Exercise brief:
Output the data below exactly. Leave nothing out.

Records shown:
------------------------------------------------------------------------

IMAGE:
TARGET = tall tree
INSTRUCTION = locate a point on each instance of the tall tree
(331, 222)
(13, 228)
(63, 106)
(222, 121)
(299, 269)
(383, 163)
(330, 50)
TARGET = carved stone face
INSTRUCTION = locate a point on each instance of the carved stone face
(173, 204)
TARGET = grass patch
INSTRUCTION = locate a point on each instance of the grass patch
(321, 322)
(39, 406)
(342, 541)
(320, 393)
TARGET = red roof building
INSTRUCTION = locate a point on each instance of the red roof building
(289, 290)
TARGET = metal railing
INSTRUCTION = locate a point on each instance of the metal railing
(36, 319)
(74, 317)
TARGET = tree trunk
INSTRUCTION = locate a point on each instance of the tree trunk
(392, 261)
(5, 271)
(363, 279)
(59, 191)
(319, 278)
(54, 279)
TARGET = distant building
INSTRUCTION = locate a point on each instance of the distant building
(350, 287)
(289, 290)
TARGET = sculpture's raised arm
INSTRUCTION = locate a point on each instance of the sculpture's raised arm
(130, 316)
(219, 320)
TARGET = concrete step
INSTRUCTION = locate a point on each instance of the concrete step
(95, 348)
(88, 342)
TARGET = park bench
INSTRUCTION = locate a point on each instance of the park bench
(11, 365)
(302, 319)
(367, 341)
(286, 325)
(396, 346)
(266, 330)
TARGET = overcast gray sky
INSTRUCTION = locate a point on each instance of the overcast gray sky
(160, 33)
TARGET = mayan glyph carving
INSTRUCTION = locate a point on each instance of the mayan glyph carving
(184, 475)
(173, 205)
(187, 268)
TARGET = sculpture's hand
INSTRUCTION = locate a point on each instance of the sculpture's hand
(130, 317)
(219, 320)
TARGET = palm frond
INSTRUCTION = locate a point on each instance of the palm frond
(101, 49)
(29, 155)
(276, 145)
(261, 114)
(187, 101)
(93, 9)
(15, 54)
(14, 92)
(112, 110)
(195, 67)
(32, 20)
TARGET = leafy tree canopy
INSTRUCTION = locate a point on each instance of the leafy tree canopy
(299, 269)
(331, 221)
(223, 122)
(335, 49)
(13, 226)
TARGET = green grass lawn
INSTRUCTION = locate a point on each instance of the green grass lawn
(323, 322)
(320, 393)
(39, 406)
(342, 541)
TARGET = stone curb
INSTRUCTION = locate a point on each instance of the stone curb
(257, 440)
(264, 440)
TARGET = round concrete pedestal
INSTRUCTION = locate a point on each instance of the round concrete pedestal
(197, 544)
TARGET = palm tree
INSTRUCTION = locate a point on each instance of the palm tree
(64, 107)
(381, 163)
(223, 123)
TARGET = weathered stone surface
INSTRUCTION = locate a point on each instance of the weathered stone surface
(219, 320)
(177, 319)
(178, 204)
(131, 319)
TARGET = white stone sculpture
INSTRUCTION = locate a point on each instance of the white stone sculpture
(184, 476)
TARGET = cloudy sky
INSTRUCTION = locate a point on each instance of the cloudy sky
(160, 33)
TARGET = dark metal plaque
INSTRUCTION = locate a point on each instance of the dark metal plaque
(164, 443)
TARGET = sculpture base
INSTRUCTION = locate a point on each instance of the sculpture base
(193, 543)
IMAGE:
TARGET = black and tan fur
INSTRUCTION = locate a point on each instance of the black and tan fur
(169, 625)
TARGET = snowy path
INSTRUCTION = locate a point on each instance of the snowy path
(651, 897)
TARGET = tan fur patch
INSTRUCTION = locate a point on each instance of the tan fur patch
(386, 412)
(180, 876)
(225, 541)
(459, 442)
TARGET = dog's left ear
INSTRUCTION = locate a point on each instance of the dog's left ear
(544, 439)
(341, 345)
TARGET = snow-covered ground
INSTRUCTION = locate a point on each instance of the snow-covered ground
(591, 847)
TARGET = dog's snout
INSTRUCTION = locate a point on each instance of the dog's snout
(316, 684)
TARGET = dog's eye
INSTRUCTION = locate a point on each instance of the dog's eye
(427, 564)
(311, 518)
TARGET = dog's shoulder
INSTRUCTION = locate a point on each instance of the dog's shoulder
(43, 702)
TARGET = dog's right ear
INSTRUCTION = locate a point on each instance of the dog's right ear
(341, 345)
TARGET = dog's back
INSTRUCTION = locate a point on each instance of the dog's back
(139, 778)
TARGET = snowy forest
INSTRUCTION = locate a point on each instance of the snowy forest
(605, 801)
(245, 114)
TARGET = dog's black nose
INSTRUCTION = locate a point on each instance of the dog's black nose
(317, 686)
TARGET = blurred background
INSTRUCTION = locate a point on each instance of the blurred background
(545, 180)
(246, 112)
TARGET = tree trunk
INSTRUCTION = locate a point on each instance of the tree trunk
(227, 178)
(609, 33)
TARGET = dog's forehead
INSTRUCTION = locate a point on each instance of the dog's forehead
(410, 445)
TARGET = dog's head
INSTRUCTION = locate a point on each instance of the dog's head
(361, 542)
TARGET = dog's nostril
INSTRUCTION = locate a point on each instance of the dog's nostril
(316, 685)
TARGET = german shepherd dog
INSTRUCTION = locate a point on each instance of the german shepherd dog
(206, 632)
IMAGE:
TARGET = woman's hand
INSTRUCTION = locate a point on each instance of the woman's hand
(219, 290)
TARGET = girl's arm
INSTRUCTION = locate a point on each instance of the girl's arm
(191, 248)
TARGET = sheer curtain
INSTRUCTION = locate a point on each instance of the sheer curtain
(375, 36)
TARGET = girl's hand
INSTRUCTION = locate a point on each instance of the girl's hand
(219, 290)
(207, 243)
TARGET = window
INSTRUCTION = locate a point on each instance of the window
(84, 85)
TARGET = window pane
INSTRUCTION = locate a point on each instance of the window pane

------------------------------------------------------------------------

Exercise answer:
IMAGE:
TARGET = tall tree
INSTRUCTION = locate a point on each instance of the tall tree
(331, 222)
(13, 228)
(63, 106)
(222, 121)
(299, 269)
(383, 163)
(330, 50)
TARGET = carved stone face
INSTRUCTION = locate a point on each instance of the carved stone face
(173, 204)
TARGET = grass patch
INSTRUCTION = locate a point on each instance of the grass patch
(321, 322)
(39, 406)
(342, 541)
(320, 393)
TARGET = red roof building
INSTRUCTION = locate a point on each instance of the red roof building
(289, 290)
TARGET = metal railing
INSTRUCTION = locate a point on each instance of the metal railing
(36, 319)
(74, 317)
TARGET = tree trunk
INSTRUCTION = locate a point on each instance of the tree trunk
(392, 261)
(5, 271)
(363, 279)
(59, 191)
(319, 278)
(54, 279)
TARGET = distant building
INSTRUCTION = locate a point on each instance of the distant building
(350, 287)
(289, 290)
TARGET = sculpture's raised arm
INSTRUCTION = locate a point on each instance of the sculpture's raised arm
(130, 316)
(219, 320)
TARGET = concrete step
INSTRUCTION = locate a point on each instance of the concrete step
(95, 348)
(88, 342)
TARGET = park bench
INSTRUCTION = locate a point on each instance of the park bench
(11, 365)
(302, 319)
(367, 341)
(286, 325)
(396, 346)
(266, 330)
TARGET = overcast gray sky
INSTRUCTION = locate a point on each instance of the overcast gray sky
(160, 33)
TARGET = mayan glyph carving
INSTRUCTION = locate a point on each instance of the mayan glyph carving
(184, 475)
(173, 205)
(187, 268)
TARGET = sculpture's hand
INSTRUCTION = locate a point on each instance of the sculpture's hand
(130, 317)
(219, 320)
TARGET = palm frond
INSTRUCTION = locate a point on each instance of the palm frond
(101, 49)
(29, 155)
(276, 145)
(261, 114)
(187, 101)
(93, 9)
(15, 54)
(14, 92)
(112, 110)
(195, 67)
(32, 20)
TARGET = leafy tree canopy
INSTRUCTION = locate a point on each instance of the leafy tree canopy
(299, 269)
(331, 221)
(223, 122)
(335, 49)
(13, 226)
TARGET = green grass lawn
INSTRUCTION = locate a point on each instance of the green grass lawn
(323, 322)
(320, 393)
(39, 406)
(342, 541)
TARGET = stone curb
INSTRUCTION = locate a point on each instance of the stone curb
(257, 440)
(264, 440)
TARGET = round concrete pedestal
INSTRUCTION = locate a point on each instance of the round concrete pedestal
(197, 544)
TARGET = palm tree
INSTRUCTION = locate a point on each instance of the palm tree
(64, 107)
(381, 163)
(223, 123)
TARGET = weathered stone surface
INSTRUCTION = locate a point on each instance of the weathered stone surface
(219, 320)
(177, 319)
(178, 204)
(131, 319)
TARGET = white stone sculpture
INSTRUCTION = locate a point on each instance of the white stone sculpture
(184, 476)
TARGET = cloudy sky
INSTRUCTION = locate a point on each instance of the cloudy sky
(160, 33)
TARGET = dark metal plaque
INSTRUCTION = locate a point on each instance of the dark metal plaque
(164, 443)
TARGET = sculpture base
INSTRUCTION = locate a point on each instance of the sculpture base
(193, 543)
IMAGE:
TARGET = black and tan fur
INSTRUCTION = locate a point on each instance of the black and tan fur
(169, 625)
TARGET = snowy path
INSTRUCTION = locate a point on each instance of the snowy path
(651, 897)
TARGET = tan fur patch
INSTRUCTION = locate a point on each instance of the tan fur patch
(386, 412)
(180, 876)
(225, 541)
(459, 442)
TARGET = dog's left ear
INSTRUCTION = locate a point on each instance of the dog's left ear
(544, 439)
(341, 345)
TARGET = snow-covered ground
INSTRUCTION = locate a point on each instance of the snow-covered ground
(591, 847)
TARGET = dog's snout
INSTRUCTION = locate a point on each instance of the dog's snout
(316, 684)
TARGET = dog's eye
INSTRUCTION = locate a point on each instance of the dog's eye
(427, 564)
(311, 518)
TARGET = dog's shoulder
INSTRUCTION = locate a point on each instance of the dog's shoulder
(43, 702)
TARGET = dog's right ear
INSTRUCTION = locate a point on each instance of the dog's right ear
(341, 345)
TARGET = dog's back
INSTRUCTION = locate a point on each instance of the dog's back
(139, 778)
TARGET = snowy forest
INSTRUCTION = locate a point on each instance of the snowy forest
(605, 801)
(245, 114)
TARGET = dog's black nose
INSTRUCTION = locate a point on each instance of the dog's black nose
(317, 686)
TARGET = blurred background
INSTRUCTION = locate a point on each instance of the blurred background
(545, 180)
(246, 112)
TARGET = tree trunk
INSTRUCTION = locate a point on each instance of the tree trunk
(227, 178)
(609, 33)
TARGET = dog's forehead
INSTRUCTION = locate a point on each instance of the dog's forehead
(410, 445)
TARGET = dog's head
INSTRUCTION = locate a point on each instance of the dog's head
(361, 542)
TARGET = dog's nostril
INSTRUCTION = locate a point on each instance of the dog's nostril
(316, 685)
TARGET = german shepherd dog
INSTRUCTION = locate a point on each instance of the german shepherd dog
(206, 632)
IMAGE:
TARGET = woman's hand
INSTRUCTION = locate a point on each instance of the woman's hand
(219, 290)
TARGET = girl's arm
INSTRUCTION = locate a point on each instance of the girl's arm
(191, 248)
TARGET = sheer curtain
INSTRUCTION = locate a point on each instance of the sheer curtain
(375, 36)
TARGET = girl's hand
INSTRUCTION = locate a point on each instance of the girl's hand
(219, 290)
(207, 243)
TARGET = window
INSTRUCTION = locate a point on each instance of the window
(84, 85)
TARGET = window pane
INSTRUCTION = locate a point on each instance of the window pane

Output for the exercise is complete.